- **Passagem textual**:
^^^^
Kṛṣṇa Estabelece a Cidade de Dvārakā

Este capítulo narra como o Senhor Kṛṣṇa derrotou Jarāsandha em batalha dezessete vezes e, depois, construiu a cidade de Dvārakā.

Depois que Kaṁsa foi morto, suas duas rainhas, Asti e Prāpti, foram para a casa do pai delas, Jarāsandha, e, tomadas de pesar, descreveram-lhe como Kṛṣṇa as fizera viúvas. Ao ouvir esse relato, o rei Jarāsandha se enfureceu. Ele fez o voto de eliminar da Terra todos os Yādavas e reuniu um imenso exército para sitiar Mathurā. Quando Śrī Kṛṣṇa viu que Jarāsandha atacava, o Senhor considerou as razões de Seu advento a este mundo e, então, decidiu exterminar o exército de Jarāsandha, que era um fardo para a Terra.

Duas refulgentes quadrigas de súbito apareceram, equipadas com cocheiros e acessórios, junto de todas as armas pessoais do Senhor. Vendo isso, o Senhor Kṛṣṇa dirigiu-Se ao Senhor Baladeva: “Meu querido irmão, Jarāsandha está agora atacando Mathurā-purī, então, por favor, monta em Tua quadriga e vamos destruir o exército do inimigo.” Os dois Senhores empunharam Suas armas, montaram nas quadrigas e afastaram-Se da cidade.

Ao apresentar-Se diante do exército de Seu adversário, o Senhor Kṛṣṇa soou Seu búzio, provocando medo no coração de Seus inimigos. O rei Jarāsandha, com seus soldados, quadrigas etc., cercou Kṛṣṇa e Balarāma, e as mulheres da cidade, tendo subido aos terraços dos palácios, ficaram por demais infelizes pelo fato de não poderem ver os Senhores. Kṛṣṇa, então, vibrou a corda de Seu arco e colocou-Se a lançar uma torrente de flechas sobre os soldados inimigos. Em pouco tempo, o imbatível exército de Jarāsandha estava aniquilado.
^^^^
- **Conjunto de dados**:
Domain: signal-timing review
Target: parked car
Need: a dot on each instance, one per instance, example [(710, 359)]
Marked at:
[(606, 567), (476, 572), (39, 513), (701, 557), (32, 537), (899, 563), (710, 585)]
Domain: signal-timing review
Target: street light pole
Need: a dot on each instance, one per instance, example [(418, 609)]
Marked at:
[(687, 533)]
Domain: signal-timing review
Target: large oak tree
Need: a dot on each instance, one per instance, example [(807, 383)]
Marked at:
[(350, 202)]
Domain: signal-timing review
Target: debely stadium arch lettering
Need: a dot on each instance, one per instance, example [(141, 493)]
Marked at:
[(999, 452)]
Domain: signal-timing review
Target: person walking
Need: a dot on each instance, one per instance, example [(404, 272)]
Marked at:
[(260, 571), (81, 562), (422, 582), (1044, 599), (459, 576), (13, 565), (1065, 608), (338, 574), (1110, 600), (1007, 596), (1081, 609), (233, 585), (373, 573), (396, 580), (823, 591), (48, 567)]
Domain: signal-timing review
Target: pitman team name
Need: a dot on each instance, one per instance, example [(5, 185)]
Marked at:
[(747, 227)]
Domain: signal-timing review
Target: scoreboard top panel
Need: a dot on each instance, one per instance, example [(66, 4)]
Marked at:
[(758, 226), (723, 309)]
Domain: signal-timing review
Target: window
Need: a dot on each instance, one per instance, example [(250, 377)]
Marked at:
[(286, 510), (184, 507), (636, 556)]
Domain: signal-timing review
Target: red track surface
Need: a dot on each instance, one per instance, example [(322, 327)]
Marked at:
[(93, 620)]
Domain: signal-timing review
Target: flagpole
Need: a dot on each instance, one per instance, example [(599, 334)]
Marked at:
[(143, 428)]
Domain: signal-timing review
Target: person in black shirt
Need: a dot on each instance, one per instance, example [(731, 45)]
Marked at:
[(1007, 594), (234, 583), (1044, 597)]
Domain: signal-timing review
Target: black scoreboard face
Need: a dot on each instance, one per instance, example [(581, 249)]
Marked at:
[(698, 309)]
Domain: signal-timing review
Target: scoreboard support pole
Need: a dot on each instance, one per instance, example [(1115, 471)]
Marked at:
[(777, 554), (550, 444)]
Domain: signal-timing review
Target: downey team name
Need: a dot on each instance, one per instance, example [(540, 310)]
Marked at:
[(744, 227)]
^^^^
- **Tarefa a executar**:
Reproduza integralmente o texto sobre Dvārakā, sem qualquer alteração. As linhas não guardam nenhuma relação com o texto sobre Dvārakā.

- **Resultado final**:
Kṛṣṇa Estabelece a Cidade de Dvārakā

Este capítulo narra como o Senhor Kṛṣṇa derrotou Jarāsandha em batalha dezessete vezes e, depois, construiu a cidade de Dvārakā.

Depois que Kaṁsa foi morto, suas duas rainhas, Asti e Prāpti, foram para a casa do pai delas, Jarāsandha, e, tomadas de pesar, descreveram-lhe como Kṛṣṇa as fizera viúvas. Ao ouvir esse relato, o rei Jarāsandha se enfureceu. Ele fez o voto de eliminar da Terra todos os Yādavas e reuniu um imenso exército para sitiar Mathurā. Quando Śrī Kṛṣṇa viu que Jarāsandha atacava, o Senhor considerou as razões de Seu advento a este mundo e, então, decidiu exterminar o exército de Jarāsandha, que era um fardo para a Terra.

Duas refulgentes quadrigas de súbito apareceram, equipadas com cocheiros e acessórios, junto de todas as armas pessoais do Senhor. Vendo isso, o Senhor Kṛṣṇa dirigiu-Se ao Senhor Baladeva: “Meu querido irmão, Jarāsandha está agora atacando Mathurā-purī, então, por favor, monta em Tua quadriga e vamos destruir o exército do inimigo.” Os dois Senhores empunharam Suas armas, montaram nas quadrigas e afastaram-Se da cidade.

Ao apresentar-Se diante do exército de Seu adversário, o Senhor Kṛṣṇa soou Seu búzio, provocando medo no coração de Seus inimigos. O rei Jarāsandha, com seus soldados, quadrigas etc., cercou Kṛṣṇa e Balarāma, e as mulheres da cidade, tendo subido aos terraços dos palácios, ficaram por demais infelizes pelo fato de não poderem ver os Senhores. Kṛṣṇa, então, vibrou a corda de Seu arco e colocou-Se a lançar uma torrente de flechas sobre os soldados inimigos. Em pouco tempo, o imbatível exército de Jarāsandha estava aniquilado.